→ TASK BRIEF: From the entries below, copy exactly the lines from the one that contains "turquoise water, writing one line per instance." through the one that contains "The component shall locate one point per instance of the dark", both included, and only those.
►
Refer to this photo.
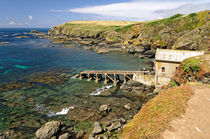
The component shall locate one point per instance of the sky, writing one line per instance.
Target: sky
(48, 13)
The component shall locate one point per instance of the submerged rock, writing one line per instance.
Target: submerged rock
(64, 136)
(127, 106)
(106, 108)
(48, 130)
(22, 36)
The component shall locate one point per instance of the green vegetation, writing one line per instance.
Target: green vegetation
(169, 32)
(196, 64)
(87, 30)
(123, 29)
(156, 115)
(191, 64)
(165, 21)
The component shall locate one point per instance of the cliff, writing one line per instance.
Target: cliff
(155, 117)
(189, 32)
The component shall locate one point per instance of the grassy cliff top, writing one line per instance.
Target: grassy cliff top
(156, 115)
(188, 32)
(104, 23)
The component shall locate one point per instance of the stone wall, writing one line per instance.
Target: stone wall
(145, 78)
(163, 78)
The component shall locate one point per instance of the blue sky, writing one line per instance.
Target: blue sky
(48, 13)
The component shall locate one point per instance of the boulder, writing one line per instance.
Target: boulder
(64, 136)
(87, 47)
(104, 108)
(115, 126)
(127, 106)
(48, 130)
(97, 129)
(80, 134)
(149, 54)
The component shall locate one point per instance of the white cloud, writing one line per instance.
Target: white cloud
(57, 11)
(30, 17)
(12, 23)
(142, 10)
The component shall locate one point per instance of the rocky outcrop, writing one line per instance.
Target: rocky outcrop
(6, 134)
(106, 130)
(22, 36)
(55, 129)
(134, 88)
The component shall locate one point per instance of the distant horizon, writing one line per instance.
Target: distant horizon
(54, 12)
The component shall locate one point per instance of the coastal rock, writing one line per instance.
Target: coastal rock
(86, 42)
(134, 88)
(97, 129)
(6, 134)
(48, 130)
(149, 54)
(102, 50)
(80, 134)
(22, 36)
(115, 126)
(104, 108)
(64, 136)
(127, 106)
(87, 47)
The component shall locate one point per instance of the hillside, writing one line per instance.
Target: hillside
(188, 32)
(191, 80)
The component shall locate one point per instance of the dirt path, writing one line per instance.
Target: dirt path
(195, 123)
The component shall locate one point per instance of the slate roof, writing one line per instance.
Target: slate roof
(175, 55)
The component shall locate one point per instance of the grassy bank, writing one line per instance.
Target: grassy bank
(178, 32)
(156, 115)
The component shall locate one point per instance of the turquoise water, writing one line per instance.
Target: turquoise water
(41, 63)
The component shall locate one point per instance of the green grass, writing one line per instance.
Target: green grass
(86, 29)
(197, 63)
(123, 29)
(156, 115)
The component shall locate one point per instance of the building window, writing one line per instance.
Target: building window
(163, 69)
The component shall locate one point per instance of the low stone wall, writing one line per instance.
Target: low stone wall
(145, 78)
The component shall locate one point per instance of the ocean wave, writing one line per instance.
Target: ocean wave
(100, 90)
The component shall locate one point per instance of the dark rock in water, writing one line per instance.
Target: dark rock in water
(34, 31)
(136, 88)
(106, 108)
(80, 134)
(87, 47)
(115, 126)
(55, 130)
(86, 42)
(64, 136)
(48, 130)
(6, 134)
(149, 54)
(108, 123)
(22, 36)
(97, 129)
(127, 106)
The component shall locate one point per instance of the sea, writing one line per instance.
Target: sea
(36, 83)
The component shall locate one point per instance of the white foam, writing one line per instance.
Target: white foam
(62, 112)
(100, 90)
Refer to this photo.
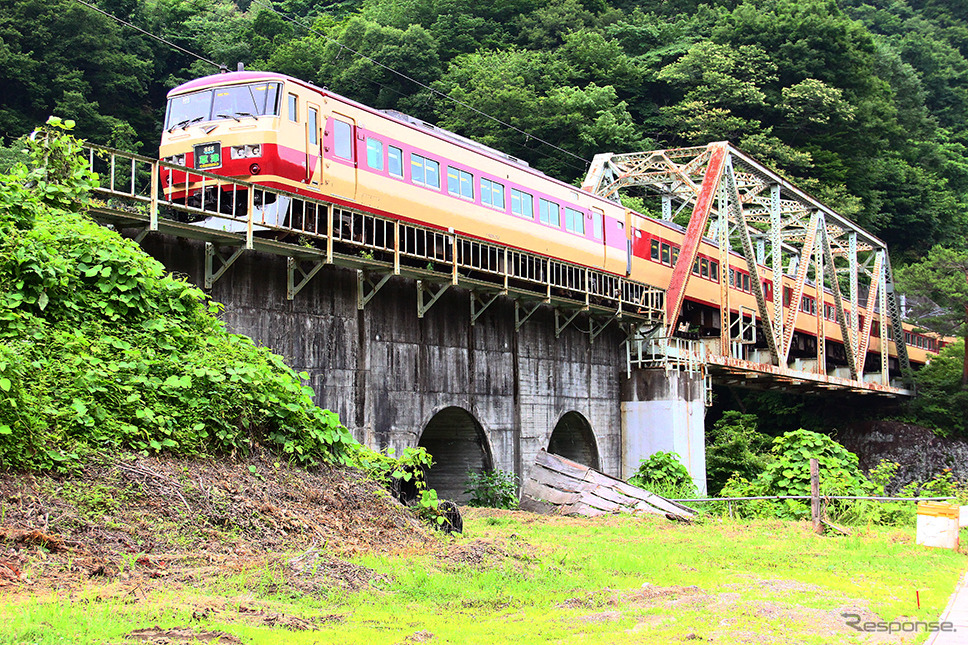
◄
→ TASK ANSWER:
The component shall locate one point per instance of the turquoise water, writing one line per instance.
Target: turquoise water
(41, 63)
The component shall locate one point per instance of the green grass, writing one line per instance.
Target: green grass
(86, 29)
(197, 63)
(123, 29)
(156, 115)
The component shall locate one point per instance of the building window, writing one line per instance.
Target: building window
(163, 69)
The component shall locate one point per instance of the low stone wall, writing one line per instance.
Target: low stone wall
(145, 78)
The component shall locate one point per instance of the ocean wave, writing one line per instance.
Target: ocean wave
(100, 90)
The component shall locate one point per instance of the dark rock in water, writing one line per instance.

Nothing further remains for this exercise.